Source extract:
....
September 25 - October 11, 1992, CAT ON A HOT TIN ROOF opened at the McCarter Theater in Princeton, New Jersey. This was James Morrison's third time to play the role of Brick. Pat Hingle played Big Daddy for the second time opposite Morrison. Maggie was played by JoBeth Williams.

Time has been kind to the saga of love, truth and death. In fact, it's coarse, blunt characters and situations are more accurate today than in 1955 when the language had to be toned down, and a joke about a zoo elephant in heat almost had the Broadway production closed on an obscenity charge.

The story of Big Daddy's last birthday presents a family of characters who are blind, greedy, terrified, stupid, desperate and grasping. Though love and truth are often discussed, it is selfishness, possessiveness and hatred which propel this family of incredibly rich rednecks into emotional and psychological murder and suicide.

Emotion and language are raw. Though all three of the play's intelligent characters (Brick, Big Daddy and Maggie) mourn the absence of real interpersonal communication, they can be as crude and calculating as their opponents in a struggle whose prizes are money and power.

Most revelatory is the confrontation scene between Big Daddy, who means to get at the "not spoken," and Brick, his alcoholic son and Maggie's turned-off husband. Each, trapped in self-delusion, rejects the woman who is his wife. And each, after his own fashion, resists her protestations of love by saying, "Wouldn't it be funny if it was true?"

When it becomes agonizingly plain that Big Daddy can sooner resign himself to death than Brick can confront his homosexual nature, the play suddenly hits a raw nerve -- and an aspect of Brick's inner torment surfaces.

Tennessee Williams loved CAT ON A HOT TIN ROOF. He called it his favorite work and never stopped tinkering with it. Williams wrote three versions of the third act, and most productions -- this one included -- turn to a compromise between a downbeat series of events and a tepid, 1955 Broadway compromise. Director Emily Mann worked with many of the script revisions, playing "cut and paste." The result is powerful to both the eye and the ear.

While other productions have gone for the play's inescapable quality that's commonly called sizzling, Mann appears to have trusted its intrinsic verities. Here are two flamboyant characters, Maggie and Big Daddy, so alive and picturesque, and one, the besotted, defeated Brick, who isn't -- but all are beyond judgment.
....
Exercise set:
• a. In the review, which actress played Maggie at the McCarter Theater?
• b. Mark each statement yes or no against the review, quoting the words that settle it: (i) Pat Hingle was playing Big Daddy opposite Morrison for the first time. (ii) Tennessee Williams wrote three versions of the play's third act. (iii) Emily Mann directed this production.
....
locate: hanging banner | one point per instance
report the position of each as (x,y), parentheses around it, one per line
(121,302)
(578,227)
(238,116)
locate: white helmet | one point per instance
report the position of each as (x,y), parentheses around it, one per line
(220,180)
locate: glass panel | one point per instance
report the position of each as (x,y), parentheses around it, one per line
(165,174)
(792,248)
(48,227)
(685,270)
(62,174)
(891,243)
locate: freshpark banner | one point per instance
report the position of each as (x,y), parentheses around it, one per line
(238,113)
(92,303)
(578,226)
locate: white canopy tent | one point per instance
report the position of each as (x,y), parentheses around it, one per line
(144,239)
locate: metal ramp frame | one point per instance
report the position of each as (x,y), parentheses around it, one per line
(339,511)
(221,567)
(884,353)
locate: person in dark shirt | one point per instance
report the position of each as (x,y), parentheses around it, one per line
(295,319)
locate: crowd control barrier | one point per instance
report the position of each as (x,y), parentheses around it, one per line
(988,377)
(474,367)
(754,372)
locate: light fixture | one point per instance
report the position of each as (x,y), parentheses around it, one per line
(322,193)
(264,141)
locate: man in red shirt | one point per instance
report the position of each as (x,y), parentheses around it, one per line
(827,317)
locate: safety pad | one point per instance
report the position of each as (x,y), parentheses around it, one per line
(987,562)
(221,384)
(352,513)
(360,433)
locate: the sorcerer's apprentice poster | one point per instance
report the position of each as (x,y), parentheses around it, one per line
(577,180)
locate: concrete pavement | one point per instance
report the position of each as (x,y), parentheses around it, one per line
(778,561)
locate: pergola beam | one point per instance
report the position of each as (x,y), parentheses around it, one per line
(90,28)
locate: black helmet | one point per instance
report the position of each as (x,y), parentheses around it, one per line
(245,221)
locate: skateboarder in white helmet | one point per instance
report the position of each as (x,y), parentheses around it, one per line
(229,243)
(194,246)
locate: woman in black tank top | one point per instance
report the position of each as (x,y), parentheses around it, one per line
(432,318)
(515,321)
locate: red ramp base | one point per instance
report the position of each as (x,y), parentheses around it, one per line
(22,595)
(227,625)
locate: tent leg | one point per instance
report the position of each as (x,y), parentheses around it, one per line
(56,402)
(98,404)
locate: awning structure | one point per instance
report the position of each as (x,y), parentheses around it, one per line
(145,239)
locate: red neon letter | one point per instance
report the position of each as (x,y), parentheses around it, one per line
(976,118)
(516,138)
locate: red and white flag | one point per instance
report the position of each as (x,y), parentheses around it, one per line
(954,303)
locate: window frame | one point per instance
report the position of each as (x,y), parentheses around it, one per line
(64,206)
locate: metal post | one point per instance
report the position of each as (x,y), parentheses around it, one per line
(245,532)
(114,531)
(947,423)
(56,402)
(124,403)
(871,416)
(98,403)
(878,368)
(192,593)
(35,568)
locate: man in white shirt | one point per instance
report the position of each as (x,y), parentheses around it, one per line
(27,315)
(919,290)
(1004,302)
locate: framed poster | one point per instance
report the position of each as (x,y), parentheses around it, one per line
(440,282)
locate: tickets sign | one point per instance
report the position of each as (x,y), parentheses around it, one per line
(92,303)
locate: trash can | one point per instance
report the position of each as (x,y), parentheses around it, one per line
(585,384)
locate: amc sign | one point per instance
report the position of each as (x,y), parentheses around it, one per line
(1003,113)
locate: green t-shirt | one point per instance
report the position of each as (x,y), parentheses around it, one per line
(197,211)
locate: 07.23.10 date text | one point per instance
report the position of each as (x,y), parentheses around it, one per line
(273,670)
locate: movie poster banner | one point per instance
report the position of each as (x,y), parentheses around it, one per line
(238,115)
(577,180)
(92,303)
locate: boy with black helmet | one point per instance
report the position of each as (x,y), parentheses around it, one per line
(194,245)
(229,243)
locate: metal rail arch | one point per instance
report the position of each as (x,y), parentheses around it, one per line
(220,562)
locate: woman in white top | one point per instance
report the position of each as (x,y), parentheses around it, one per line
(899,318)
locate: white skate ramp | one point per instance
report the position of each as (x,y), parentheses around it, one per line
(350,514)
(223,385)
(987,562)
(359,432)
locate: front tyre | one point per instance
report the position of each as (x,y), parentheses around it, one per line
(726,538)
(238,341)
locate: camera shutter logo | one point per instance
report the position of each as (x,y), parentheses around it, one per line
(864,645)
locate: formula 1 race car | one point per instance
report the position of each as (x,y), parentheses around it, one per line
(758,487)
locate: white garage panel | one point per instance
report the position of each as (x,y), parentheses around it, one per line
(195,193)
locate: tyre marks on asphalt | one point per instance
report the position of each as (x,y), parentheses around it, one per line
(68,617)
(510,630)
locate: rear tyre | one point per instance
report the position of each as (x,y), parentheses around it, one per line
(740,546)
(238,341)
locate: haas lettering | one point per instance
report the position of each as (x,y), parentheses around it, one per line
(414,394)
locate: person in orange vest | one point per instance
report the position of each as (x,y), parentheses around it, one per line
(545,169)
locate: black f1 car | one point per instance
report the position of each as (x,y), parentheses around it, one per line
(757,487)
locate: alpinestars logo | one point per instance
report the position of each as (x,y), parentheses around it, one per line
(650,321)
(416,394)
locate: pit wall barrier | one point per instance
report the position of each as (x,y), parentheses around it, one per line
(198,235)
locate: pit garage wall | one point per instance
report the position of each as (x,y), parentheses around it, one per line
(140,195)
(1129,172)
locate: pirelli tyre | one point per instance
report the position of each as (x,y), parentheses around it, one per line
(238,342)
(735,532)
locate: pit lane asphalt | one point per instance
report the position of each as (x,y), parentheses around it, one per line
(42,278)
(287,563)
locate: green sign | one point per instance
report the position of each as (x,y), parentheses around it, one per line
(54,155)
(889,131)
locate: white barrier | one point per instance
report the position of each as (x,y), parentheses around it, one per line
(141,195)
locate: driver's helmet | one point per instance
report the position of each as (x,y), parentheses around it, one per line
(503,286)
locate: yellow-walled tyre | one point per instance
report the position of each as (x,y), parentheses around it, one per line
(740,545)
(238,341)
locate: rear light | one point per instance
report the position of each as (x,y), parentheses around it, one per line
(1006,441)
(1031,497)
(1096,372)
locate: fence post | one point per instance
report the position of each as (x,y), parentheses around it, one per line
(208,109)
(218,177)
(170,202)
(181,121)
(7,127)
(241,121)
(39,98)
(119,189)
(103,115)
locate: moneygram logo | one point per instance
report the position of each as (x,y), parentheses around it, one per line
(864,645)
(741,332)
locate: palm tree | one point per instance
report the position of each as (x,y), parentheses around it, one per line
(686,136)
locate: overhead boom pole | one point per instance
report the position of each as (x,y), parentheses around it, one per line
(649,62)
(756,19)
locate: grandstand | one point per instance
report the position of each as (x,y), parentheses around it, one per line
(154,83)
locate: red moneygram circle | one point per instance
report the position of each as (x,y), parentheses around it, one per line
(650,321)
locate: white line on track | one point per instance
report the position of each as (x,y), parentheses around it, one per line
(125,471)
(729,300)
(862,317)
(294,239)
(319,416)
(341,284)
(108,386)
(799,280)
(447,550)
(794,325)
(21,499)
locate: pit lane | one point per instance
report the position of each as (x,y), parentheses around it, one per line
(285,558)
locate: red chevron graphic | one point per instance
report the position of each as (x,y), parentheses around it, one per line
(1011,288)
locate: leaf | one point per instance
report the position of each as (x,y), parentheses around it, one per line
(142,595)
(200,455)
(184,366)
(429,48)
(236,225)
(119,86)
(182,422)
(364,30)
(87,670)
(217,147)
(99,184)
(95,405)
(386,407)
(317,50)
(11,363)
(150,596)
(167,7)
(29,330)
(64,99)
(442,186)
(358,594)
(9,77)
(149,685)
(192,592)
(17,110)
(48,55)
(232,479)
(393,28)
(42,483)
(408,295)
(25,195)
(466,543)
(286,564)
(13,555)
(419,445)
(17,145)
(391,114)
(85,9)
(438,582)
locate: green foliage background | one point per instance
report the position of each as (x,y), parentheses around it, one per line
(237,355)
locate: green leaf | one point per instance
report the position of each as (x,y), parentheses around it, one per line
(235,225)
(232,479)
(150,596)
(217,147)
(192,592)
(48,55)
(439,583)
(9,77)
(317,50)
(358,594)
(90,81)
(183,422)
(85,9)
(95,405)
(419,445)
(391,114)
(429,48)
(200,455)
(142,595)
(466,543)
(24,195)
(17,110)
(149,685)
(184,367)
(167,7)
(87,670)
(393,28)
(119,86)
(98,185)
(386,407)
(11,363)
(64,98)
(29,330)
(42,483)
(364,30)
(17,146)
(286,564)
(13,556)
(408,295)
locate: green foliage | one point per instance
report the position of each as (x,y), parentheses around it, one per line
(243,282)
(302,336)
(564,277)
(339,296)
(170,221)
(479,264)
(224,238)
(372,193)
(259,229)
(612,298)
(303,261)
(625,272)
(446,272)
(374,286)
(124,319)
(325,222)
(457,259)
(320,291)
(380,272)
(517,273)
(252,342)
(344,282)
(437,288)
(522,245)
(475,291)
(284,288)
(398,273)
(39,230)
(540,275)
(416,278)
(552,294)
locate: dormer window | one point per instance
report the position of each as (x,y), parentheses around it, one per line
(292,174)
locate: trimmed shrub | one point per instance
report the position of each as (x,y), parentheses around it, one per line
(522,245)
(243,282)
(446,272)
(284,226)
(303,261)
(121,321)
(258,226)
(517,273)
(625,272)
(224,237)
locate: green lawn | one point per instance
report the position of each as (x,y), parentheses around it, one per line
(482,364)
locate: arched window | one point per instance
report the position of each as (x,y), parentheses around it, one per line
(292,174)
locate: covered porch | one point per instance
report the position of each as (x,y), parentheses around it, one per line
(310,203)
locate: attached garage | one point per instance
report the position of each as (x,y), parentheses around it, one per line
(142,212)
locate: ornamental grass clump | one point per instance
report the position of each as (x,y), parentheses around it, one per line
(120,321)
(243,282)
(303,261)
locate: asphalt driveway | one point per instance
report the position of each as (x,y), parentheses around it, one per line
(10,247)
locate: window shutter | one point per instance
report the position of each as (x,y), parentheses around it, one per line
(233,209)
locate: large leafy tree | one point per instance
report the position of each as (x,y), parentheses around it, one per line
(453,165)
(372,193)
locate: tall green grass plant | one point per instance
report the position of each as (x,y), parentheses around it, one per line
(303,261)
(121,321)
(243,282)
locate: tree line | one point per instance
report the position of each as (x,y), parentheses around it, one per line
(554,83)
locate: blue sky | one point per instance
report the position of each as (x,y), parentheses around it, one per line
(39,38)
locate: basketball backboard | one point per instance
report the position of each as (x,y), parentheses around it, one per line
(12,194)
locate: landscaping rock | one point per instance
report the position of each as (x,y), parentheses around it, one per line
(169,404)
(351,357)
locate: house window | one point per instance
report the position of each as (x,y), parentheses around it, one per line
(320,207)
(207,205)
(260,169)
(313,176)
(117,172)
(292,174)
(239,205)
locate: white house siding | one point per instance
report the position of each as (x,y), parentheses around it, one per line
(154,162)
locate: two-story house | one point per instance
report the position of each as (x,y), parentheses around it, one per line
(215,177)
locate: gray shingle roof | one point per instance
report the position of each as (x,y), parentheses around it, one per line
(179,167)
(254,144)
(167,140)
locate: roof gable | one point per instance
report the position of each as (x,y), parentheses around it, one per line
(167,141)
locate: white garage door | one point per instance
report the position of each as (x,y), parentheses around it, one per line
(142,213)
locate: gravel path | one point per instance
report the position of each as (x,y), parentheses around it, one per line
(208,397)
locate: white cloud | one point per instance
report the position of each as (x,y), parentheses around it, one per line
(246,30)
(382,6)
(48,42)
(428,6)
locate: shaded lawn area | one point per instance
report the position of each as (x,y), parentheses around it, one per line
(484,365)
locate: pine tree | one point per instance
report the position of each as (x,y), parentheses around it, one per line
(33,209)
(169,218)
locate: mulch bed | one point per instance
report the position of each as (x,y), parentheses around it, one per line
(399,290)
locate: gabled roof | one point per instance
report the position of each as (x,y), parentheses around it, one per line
....
Solution list:
• a. JoBeth Williams

• b.
(i) No: "Pat Hingle played Big Daddy for the second time opposite Morrison."
(ii) Yes: "Williams wrote three versions of the third act"
(iii) Yes: "Director Emily Mann worked with many of the script revisions"